**EXCERPT TO READ**
News and knowhow for farmers

Farmers find benefits in dreaded invasive weed


Pastoralists in the arid Baringo district have finally discovered a huge benefit to a weed that has for over two decades invaded their land at a fast rate and killed their livestock.  Prosopis juliflora locally known as Mathenge withstand harsh climatic conditions explaining why it grows fast in arid and semi arid areas and covering huge tracts of land space wiping out other species along the way.

The weed has also disfigured the jaws of livestock which feeds on it due to the hard pods while causing tooth decay resulting from the pods’ high sugar content. In serious circumstances animals have lost their tongues and even died after feeding on the weed. Its poisonous thorns have also been an eyesore causing inflammation to both human and livestock that takes weeks to subside and in some cases where the infection has persisted untreated, has led to amputation of the limbs.

However farmers with the help of scientists have now managed to harvest the pods and grind the them into a powder, in order to make high energy feed-blocks for livestock potentially providing a supplementary feed source, rich in carbohydrate and protein, when other grazing is limited.
Communities in the area are now mobilising on a large scale to collect and process the pods and market them. Already feed manufacturers have expressed interest in buying the product. Bee-keepers planting mathenge’ near hives, have also benefited as its flowers are an important source of nectar and pollen for high quality honey.

Farmers use a machine called a hammer mill to grind the pods. First after the pods are harvested they are dried to ensure minimum moisture content so that the hammer mill can completely grind them. The grinded pods are then moved to another machine that resembles the machine used to grind maize which then makes the final blocks.

“These pods if you have a taste of one you will find that it has a lot of sugar in it. The outer cover has a lot of sugar and much of it, apart from the sugar there is also a lot of fibre in it. So there is carbohydrates, there is the sugar and the seed. The seed is actually very rich in proteins. So the trick is that when the pod is eaten whole, that protein that is in the seed is not utilised because it goes through the alimentary canal without being assimilated in the body,” says Patrick Mutua an assistant Livestock Production officer who is involved in this project. The blocks which are high in energy are mixed with other feeds.

**TASK PROMPT**
Please continue the article about Baringo farmers turning the Mathenge weed into livestock feed, starting right after its final paragraph.

**MATERIAL SUPPLIED**
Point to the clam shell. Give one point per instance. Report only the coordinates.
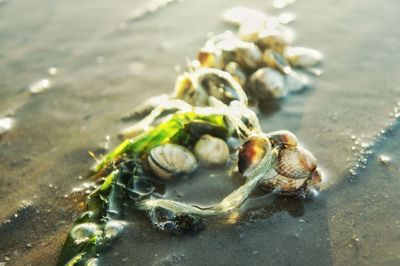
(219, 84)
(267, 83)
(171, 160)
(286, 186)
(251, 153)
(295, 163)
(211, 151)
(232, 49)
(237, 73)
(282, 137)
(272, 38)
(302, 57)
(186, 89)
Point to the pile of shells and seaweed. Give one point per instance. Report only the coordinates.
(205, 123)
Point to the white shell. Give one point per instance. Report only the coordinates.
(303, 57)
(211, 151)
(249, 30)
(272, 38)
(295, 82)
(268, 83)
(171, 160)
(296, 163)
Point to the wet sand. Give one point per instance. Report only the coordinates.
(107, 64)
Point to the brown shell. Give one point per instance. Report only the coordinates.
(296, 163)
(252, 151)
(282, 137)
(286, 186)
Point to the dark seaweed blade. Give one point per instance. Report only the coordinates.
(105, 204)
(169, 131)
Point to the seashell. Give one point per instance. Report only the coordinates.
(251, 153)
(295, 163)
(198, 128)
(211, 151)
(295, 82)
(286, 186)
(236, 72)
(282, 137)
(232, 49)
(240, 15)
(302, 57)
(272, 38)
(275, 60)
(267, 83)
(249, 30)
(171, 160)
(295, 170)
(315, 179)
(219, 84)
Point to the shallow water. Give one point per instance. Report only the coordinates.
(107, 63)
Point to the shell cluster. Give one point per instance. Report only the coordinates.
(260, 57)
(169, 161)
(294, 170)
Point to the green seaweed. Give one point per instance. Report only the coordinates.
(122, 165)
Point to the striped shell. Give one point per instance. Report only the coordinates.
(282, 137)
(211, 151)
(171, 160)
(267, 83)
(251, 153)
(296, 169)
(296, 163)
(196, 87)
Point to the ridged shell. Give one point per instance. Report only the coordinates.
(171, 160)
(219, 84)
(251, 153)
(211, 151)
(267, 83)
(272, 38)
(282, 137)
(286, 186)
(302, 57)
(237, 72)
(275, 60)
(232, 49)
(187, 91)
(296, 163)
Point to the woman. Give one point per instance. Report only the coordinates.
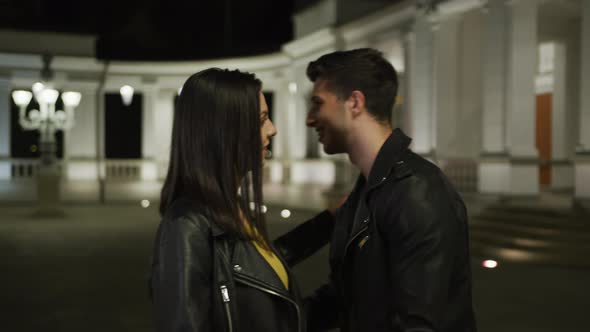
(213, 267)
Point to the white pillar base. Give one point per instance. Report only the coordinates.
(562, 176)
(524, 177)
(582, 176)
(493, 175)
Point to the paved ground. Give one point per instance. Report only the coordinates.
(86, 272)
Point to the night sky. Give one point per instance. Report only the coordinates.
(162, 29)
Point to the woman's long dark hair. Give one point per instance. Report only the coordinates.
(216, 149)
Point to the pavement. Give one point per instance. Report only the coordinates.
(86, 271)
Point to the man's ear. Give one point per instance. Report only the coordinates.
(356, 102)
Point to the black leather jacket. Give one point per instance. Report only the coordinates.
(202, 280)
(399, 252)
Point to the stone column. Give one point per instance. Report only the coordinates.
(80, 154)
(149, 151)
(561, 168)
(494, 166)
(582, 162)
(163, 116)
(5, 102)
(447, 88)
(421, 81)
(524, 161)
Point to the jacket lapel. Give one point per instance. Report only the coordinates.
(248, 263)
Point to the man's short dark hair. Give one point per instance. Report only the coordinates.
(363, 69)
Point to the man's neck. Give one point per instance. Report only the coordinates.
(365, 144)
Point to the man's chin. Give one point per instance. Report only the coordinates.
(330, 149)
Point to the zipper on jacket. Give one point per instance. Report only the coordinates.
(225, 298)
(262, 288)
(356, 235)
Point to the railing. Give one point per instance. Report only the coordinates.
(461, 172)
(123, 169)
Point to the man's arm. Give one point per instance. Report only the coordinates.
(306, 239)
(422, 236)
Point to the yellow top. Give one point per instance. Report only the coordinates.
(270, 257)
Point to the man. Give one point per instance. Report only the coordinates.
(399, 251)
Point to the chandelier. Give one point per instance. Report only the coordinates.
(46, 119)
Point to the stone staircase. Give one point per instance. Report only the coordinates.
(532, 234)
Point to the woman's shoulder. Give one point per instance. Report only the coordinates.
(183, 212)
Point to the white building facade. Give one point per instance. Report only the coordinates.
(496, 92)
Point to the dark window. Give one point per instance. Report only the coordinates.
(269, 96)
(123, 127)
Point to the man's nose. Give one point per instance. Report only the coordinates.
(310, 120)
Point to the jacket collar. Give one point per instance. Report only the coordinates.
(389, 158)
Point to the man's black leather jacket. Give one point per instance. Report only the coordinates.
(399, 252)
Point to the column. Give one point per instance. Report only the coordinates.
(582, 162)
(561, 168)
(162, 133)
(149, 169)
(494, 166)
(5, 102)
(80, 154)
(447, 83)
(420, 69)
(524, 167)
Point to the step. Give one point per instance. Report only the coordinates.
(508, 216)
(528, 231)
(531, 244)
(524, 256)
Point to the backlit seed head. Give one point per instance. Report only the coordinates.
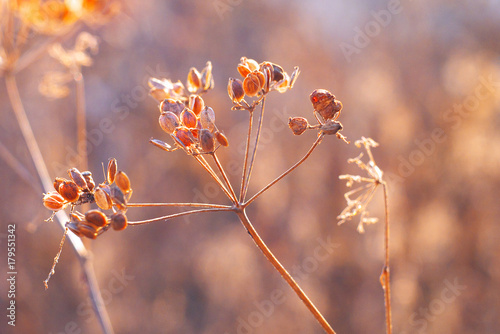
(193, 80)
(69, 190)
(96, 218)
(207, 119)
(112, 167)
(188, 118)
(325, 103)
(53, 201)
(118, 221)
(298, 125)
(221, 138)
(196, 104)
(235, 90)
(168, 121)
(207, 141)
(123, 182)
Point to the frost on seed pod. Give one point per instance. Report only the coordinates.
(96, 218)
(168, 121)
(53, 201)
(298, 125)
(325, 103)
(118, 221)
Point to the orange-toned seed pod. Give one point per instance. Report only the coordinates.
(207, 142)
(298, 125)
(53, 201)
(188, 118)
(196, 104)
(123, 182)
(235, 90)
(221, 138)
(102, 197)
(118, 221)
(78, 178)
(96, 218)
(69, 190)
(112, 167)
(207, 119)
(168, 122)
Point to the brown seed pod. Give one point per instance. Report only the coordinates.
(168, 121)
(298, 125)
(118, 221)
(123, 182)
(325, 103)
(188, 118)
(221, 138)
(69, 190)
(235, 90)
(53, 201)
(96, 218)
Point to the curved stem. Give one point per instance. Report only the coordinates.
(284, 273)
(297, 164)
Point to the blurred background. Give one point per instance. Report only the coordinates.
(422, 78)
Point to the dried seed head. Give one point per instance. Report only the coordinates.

**TASK OUTPUT**
This domestication of the weed by the plant is among the many ways that the scientists have been advocating in the effective management of the invasive weed. According to the scientists, eradication of the plant has proven to be very difficult or sometime impossible as the seeds can stay dormant for as long as 10 years but germinate very aggressively ones conditions are conducive. Instead they have proposed harnessing the tree for different uses while using techniques such as pruning and thinning of single trees.

A survey done by the Kenya Forestry Research Institute (KEFRI) and the Department of Forestry in 2007 showed that ‘Mathenge’ tree products could earn farmers in arid and semi-arid areas, Sh155,000 per household every year if well marketed.

The first documented introductions of Prosopis juliflora to Kenya was in 1973 for the rehabilitation of quarries near the coastal city of Mombasa, with seed sourced from Brazil and Hawaii. It was later introduced into the semi-arid districts of Baringo, Tana River, Turkana districts and other arid and semi arid areas due to its extensive root system which was intended to reverse soil erosion and deforestation.